**WHAT THE TASK REQUIRES**
Reproduce the lines verbatim, starting at the line that contains "target: shrub" and ending at the line that contains "[[20,36],[20,32],[18,30],[14,30],[13,37],[19,37],[19,36]]".

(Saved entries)
--- begin ---

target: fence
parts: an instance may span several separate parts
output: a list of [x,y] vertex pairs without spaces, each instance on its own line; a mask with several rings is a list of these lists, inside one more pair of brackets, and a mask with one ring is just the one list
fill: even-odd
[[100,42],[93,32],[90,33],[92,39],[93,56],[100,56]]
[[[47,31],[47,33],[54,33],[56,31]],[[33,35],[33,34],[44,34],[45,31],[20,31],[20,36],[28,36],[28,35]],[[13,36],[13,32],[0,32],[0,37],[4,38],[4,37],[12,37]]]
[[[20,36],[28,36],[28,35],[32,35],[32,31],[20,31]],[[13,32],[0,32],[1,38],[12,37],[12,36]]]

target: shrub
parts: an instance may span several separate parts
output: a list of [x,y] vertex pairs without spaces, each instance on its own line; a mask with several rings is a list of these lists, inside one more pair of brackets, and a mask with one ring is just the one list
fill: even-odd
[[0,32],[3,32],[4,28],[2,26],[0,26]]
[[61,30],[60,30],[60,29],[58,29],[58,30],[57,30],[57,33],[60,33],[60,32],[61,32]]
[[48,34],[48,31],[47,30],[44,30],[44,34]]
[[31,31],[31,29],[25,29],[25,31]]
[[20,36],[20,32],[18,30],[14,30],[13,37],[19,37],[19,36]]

--- end ---
--- begin ---

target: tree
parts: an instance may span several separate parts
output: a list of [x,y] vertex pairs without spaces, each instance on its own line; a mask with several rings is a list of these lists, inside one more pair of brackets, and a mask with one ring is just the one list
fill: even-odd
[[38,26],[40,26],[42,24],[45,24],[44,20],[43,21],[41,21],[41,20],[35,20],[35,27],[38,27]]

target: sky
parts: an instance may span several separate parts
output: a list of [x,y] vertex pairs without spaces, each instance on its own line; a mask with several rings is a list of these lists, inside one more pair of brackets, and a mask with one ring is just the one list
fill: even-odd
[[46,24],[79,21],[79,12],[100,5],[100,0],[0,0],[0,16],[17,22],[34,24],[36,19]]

--- end ---
--- begin ---

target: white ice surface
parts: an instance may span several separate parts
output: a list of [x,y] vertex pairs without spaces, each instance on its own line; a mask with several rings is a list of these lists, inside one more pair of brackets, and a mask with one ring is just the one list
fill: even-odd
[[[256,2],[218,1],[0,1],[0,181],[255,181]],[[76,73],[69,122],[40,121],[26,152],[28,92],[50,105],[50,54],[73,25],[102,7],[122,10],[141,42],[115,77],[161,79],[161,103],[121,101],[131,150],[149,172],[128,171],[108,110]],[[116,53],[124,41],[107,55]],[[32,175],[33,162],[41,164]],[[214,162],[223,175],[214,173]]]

--- end ---

**TASK SOLUTION**
target: shrub
parts: an instance may span several separate parts
output: a list of [x,y] vertex pairs without spaces, each instance on its own line; a mask with several rings is a list of these lists, inside one more pair of brackets, and a mask with one ring is just the one list
fill: even-odd
[[0,32],[3,32],[4,28],[2,26],[0,26]]
[[61,30],[60,30],[60,29],[58,29],[58,30],[57,30],[57,33],[60,33],[60,32],[61,32]]
[[48,34],[48,31],[47,30],[44,30],[44,34]]
[[31,31],[31,29],[25,29],[25,31]]
[[20,36],[20,32],[18,30],[14,30],[13,37],[19,37],[19,36]]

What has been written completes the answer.